■ Problem to work on ■
Could you copy out, word for word, the stretch of the records below from the line containing "street lamp post -> box" through the end of the records?

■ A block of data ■
'''

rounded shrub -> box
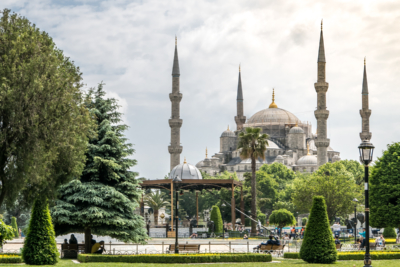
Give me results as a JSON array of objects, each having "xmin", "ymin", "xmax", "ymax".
[
  {"xmin": 383, "ymin": 227, "xmax": 396, "ymax": 238},
  {"xmin": 209, "ymin": 206, "xmax": 224, "ymax": 233},
  {"xmin": 300, "ymin": 196, "xmax": 337, "ymax": 263},
  {"xmin": 11, "ymin": 216, "xmax": 19, "ymax": 238},
  {"xmin": 22, "ymin": 199, "xmax": 58, "ymax": 265}
]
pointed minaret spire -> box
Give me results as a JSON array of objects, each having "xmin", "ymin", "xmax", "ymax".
[
  {"xmin": 360, "ymin": 58, "xmax": 372, "ymax": 142},
  {"xmin": 314, "ymin": 21, "xmax": 330, "ymax": 166},
  {"xmin": 168, "ymin": 36, "xmax": 182, "ymax": 170},
  {"xmin": 172, "ymin": 36, "xmax": 180, "ymax": 76},
  {"xmin": 235, "ymin": 64, "xmax": 246, "ymax": 131},
  {"xmin": 318, "ymin": 20, "xmax": 326, "ymax": 62}
]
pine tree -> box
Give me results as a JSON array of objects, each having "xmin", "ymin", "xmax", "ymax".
[
  {"xmin": 11, "ymin": 216, "xmax": 19, "ymax": 238},
  {"xmin": 52, "ymin": 84, "xmax": 147, "ymax": 253},
  {"xmin": 22, "ymin": 199, "xmax": 59, "ymax": 265},
  {"xmin": 300, "ymin": 196, "xmax": 337, "ymax": 263},
  {"xmin": 209, "ymin": 206, "xmax": 224, "ymax": 233}
]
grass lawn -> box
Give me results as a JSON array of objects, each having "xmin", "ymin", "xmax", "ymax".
[{"xmin": 0, "ymin": 258, "xmax": 400, "ymax": 267}]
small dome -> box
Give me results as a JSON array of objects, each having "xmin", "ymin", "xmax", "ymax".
[
  {"xmin": 289, "ymin": 126, "xmax": 304, "ymax": 133},
  {"xmin": 221, "ymin": 126, "xmax": 236, "ymax": 137},
  {"xmin": 169, "ymin": 160, "xmax": 203, "ymax": 179},
  {"xmin": 297, "ymin": 155, "xmax": 317, "ymax": 166}
]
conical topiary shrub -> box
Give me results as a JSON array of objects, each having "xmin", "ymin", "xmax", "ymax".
[
  {"xmin": 22, "ymin": 199, "xmax": 58, "ymax": 265},
  {"xmin": 383, "ymin": 227, "xmax": 397, "ymax": 238},
  {"xmin": 300, "ymin": 196, "xmax": 337, "ymax": 263},
  {"xmin": 208, "ymin": 206, "xmax": 224, "ymax": 233},
  {"xmin": 11, "ymin": 216, "xmax": 19, "ymax": 238}
]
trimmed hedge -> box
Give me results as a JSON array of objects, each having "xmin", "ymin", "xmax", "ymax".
[
  {"xmin": 0, "ymin": 254, "xmax": 22, "ymax": 263},
  {"xmin": 78, "ymin": 253, "xmax": 272, "ymax": 263},
  {"xmin": 283, "ymin": 251, "xmax": 400, "ymax": 260}
]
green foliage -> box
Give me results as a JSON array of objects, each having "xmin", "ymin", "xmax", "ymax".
[
  {"xmin": 144, "ymin": 190, "xmax": 169, "ymax": 225},
  {"xmin": 52, "ymin": 84, "xmax": 147, "ymax": 245},
  {"xmin": 300, "ymin": 196, "xmax": 337, "ymax": 263},
  {"xmin": 0, "ymin": 254, "xmax": 22, "ymax": 263},
  {"xmin": 257, "ymin": 210, "xmax": 267, "ymax": 225},
  {"xmin": 22, "ymin": 199, "xmax": 59, "ymax": 265},
  {"xmin": 269, "ymin": 209, "xmax": 296, "ymax": 234},
  {"xmin": 237, "ymin": 127, "xmax": 269, "ymax": 233},
  {"xmin": 283, "ymin": 251, "xmax": 400, "ymax": 261},
  {"xmin": 0, "ymin": 219, "xmax": 14, "ymax": 248},
  {"xmin": 208, "ymin": 206, "xmax": 224, "ymax": 233},
  {"xmin": 0, "ymin": 9, "xmax": 92, "ymax": 206},
  {"xmin": 383, "ymin": 227, "xmax": 397, "ymax": 238},
  {"xmin": 370, "ymin": 143, "xmax": 400, "ymax": 228},
  {"xmin": 292, "ymin": 161, "xmax": 363, "ymax": 221},
  {"xmin": 11, "ymin": 217, "xmax": 19, "ymax": 238},
  {"xmin": 78, "ymin": 253, "xmax": 272, "ymax": 263}
]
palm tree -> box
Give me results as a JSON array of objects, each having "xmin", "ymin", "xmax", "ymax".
[
  {"xmin": 144, "ymin": 190, "xmax": 169, "ymax": 225},
  {"xmin": 238, "ymin": 127, "xmax": 269, "ymax": 234}
]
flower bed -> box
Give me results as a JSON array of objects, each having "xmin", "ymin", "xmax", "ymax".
[
  {"xmin": 283, "ymin": 251, "xmax": 400, "ymax": 260},
  {"xmin": 0, "ymin": 254, "xmax": 22, "ymax": 263},
  {"xmin": 78, "ymin": 253, "xmax": 272, "ymax": 263}
]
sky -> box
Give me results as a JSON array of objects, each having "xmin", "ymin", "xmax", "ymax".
[{"xmin": 0, "ymin": 0, "xmax": 400, "ymax": 179}]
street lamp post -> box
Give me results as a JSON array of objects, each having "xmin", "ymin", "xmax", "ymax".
[
  {"xmin": 358, "ymin": 140, "xmax": 375, "ymax": 267},
  {"xmin": 353, "ymin": 198, "xmax": 358, "ymax": 244},
  {"xmin": 173, "ymin": 175, "xmax": 182, "ymax": 254}
]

'''

■ Full output ■
street lamp post -> box
Give me results as a JSON array of objects, each having "xmin", "ymin", "xmax", "ymax".
[
  {"xmin": 358, "ymin": 140, "xmax": 375, "ymax": 267},
  {"xmin": 353, "ymin": 198, "xmax": 358, "ymax": 244},
  {"xmin": 173, "ymin": 175, "xmax": 182, "ymax": 254}
]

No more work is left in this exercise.